Records from a collection:

◆ ◆ ◆ ◆ ◆ ◆ ◆

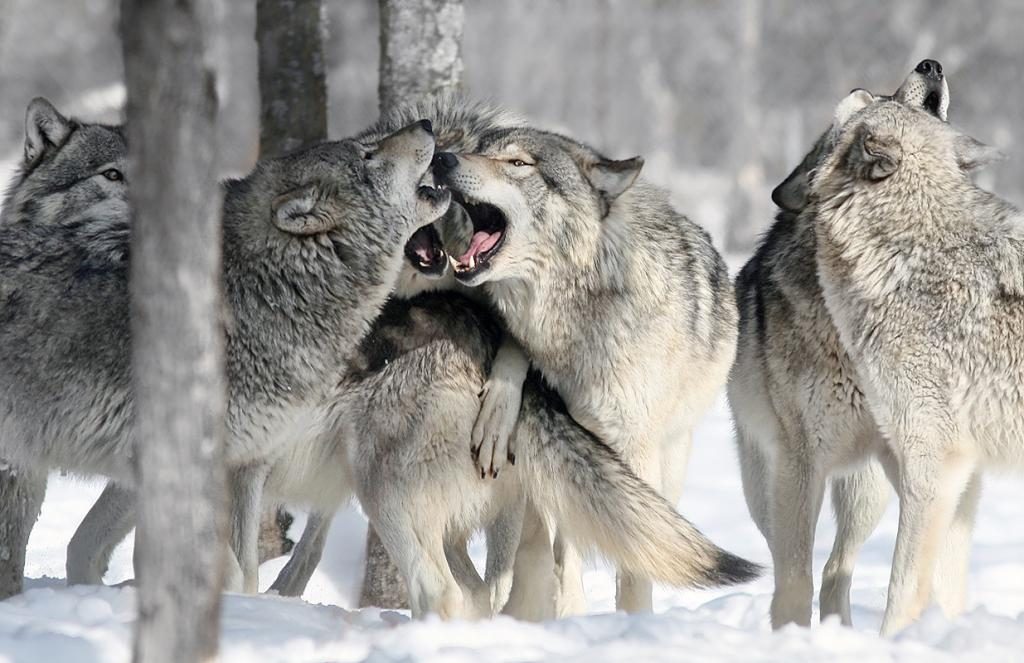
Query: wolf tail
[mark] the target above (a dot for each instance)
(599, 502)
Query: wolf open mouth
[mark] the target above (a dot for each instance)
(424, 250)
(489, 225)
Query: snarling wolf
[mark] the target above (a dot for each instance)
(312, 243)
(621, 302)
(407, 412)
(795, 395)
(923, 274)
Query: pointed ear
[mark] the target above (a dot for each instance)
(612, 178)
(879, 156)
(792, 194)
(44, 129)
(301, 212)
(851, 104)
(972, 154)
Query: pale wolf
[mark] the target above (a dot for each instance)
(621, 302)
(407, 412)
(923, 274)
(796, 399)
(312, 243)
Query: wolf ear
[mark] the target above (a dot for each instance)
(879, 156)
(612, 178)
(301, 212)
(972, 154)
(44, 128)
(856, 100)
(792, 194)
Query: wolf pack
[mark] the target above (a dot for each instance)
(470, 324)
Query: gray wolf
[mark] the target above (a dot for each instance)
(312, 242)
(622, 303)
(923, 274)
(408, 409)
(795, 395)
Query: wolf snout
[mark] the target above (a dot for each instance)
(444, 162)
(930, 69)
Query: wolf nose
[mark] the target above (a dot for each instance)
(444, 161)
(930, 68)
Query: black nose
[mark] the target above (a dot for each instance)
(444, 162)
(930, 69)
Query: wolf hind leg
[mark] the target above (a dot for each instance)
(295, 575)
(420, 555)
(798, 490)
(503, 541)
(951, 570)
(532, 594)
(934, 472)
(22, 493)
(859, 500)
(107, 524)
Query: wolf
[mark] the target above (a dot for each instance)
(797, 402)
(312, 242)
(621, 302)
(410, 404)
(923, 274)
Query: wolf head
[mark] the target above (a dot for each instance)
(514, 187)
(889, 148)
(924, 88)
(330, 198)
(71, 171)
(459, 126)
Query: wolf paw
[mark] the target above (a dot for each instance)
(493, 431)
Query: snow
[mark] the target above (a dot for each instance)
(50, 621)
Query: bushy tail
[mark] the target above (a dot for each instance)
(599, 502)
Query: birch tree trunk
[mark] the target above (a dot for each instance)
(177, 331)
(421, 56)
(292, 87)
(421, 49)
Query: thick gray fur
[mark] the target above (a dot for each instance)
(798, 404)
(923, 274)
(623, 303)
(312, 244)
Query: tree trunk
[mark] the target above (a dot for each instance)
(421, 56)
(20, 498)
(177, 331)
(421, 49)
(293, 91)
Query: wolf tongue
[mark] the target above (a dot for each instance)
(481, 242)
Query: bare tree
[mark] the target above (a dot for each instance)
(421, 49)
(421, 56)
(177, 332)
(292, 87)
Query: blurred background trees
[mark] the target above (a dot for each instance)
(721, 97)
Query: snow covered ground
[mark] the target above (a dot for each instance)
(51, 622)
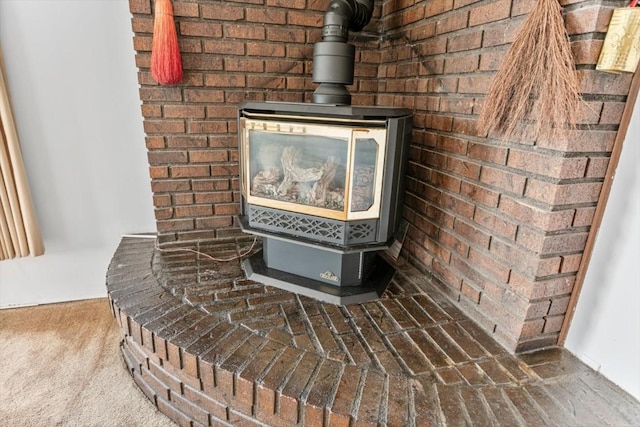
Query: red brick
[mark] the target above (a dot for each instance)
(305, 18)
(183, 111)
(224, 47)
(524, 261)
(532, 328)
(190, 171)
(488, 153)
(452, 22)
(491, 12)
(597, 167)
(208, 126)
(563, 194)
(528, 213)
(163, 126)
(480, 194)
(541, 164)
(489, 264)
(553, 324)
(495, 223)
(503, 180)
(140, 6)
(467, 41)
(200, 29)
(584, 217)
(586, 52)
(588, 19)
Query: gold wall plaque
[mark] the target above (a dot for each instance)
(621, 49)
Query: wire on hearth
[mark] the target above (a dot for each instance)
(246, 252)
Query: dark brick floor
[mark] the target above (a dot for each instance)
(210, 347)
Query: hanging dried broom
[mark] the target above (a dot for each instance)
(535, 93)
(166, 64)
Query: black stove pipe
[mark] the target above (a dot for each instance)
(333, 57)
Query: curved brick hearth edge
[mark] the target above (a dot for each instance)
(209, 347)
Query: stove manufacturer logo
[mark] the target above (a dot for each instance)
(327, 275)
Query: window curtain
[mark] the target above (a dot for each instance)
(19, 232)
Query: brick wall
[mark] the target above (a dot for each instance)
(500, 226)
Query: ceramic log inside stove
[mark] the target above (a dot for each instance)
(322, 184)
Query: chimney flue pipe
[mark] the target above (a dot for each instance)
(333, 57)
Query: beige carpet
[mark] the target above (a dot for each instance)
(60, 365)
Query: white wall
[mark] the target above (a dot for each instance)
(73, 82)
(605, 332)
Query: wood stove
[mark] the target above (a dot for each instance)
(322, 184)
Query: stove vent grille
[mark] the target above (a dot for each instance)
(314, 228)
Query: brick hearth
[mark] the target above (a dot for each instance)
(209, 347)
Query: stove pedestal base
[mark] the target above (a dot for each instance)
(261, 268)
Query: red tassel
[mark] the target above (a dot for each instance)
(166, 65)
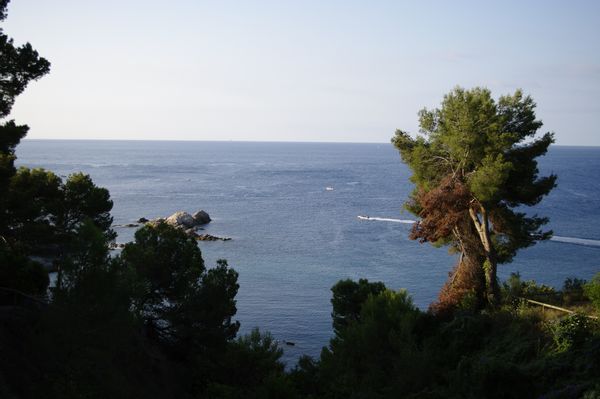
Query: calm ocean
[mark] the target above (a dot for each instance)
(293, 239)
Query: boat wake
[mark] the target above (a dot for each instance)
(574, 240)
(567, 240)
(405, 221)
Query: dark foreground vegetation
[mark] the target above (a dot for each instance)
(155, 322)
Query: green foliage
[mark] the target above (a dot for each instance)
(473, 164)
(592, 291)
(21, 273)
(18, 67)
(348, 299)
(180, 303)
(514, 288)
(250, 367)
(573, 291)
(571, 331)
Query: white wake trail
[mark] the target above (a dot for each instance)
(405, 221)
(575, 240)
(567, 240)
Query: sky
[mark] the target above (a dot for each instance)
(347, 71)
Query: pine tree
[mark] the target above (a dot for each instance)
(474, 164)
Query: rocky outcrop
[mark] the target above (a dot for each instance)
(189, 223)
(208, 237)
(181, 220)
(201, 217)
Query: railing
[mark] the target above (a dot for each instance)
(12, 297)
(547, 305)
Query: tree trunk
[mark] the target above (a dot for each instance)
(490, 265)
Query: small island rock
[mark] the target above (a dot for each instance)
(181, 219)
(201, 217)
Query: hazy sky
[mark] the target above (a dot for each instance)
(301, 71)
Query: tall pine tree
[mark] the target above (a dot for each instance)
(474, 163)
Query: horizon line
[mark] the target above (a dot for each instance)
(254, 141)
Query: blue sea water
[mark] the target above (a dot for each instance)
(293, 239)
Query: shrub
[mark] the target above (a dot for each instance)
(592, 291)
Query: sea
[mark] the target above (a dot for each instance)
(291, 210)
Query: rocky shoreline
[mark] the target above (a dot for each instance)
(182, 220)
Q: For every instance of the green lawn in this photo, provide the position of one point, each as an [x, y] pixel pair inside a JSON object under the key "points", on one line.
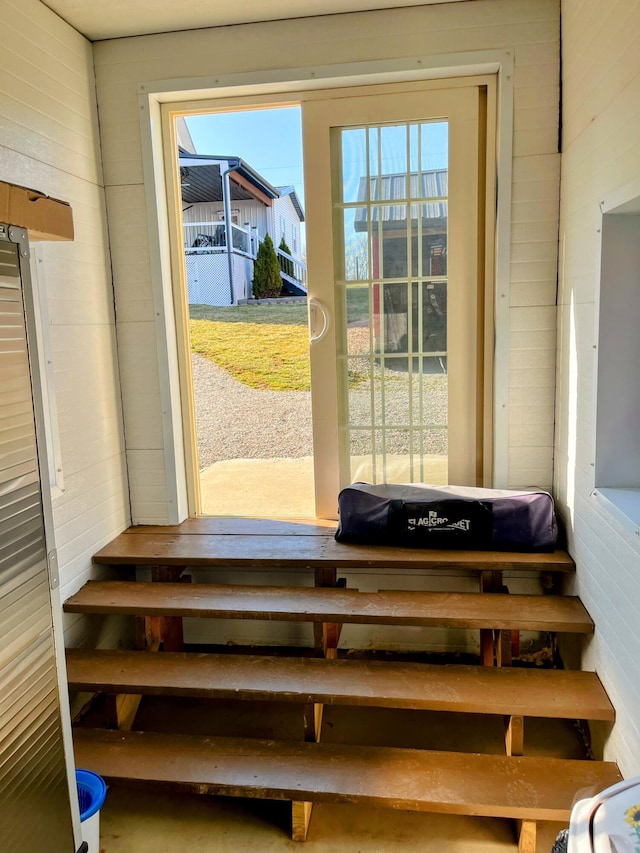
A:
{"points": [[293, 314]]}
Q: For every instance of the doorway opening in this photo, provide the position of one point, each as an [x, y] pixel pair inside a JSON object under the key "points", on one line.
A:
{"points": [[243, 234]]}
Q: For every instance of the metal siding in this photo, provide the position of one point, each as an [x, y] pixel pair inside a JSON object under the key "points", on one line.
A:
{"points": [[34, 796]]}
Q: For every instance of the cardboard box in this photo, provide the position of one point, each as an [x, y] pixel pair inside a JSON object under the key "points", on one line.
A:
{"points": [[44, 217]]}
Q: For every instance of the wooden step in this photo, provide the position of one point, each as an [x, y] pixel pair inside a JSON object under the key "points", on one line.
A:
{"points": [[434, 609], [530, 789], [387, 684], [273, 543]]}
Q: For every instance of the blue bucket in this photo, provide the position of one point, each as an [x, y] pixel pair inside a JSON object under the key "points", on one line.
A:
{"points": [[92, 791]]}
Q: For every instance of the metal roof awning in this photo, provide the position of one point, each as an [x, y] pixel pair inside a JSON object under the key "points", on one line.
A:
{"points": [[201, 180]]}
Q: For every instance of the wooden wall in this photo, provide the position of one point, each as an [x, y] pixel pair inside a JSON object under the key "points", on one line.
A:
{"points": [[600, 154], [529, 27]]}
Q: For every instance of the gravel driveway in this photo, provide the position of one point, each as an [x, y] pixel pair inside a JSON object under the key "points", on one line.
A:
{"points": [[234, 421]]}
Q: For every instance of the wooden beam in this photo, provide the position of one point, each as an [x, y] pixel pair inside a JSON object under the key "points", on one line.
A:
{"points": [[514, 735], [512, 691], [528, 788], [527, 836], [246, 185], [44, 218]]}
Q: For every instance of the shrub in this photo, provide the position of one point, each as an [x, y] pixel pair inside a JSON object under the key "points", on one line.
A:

◆ ◆ ◆ ◆ ◆ ◆ ◆

◆ REQUIRED ACTION ◆
Only the lines from the beginning of the records through the line bearing "Query: snarling wolf" belong in the answer, copied word for word with pictures left out.

◆ OUTPUT OF THE TASK ◆
Query: wolf tail
[mark] the target above (a dot for each instance)
(599, 502)
Query: wolf open mouth
[mark] the target above (a dot for each instance)
(424, 250)
(489, 225)
Query: snarling wolf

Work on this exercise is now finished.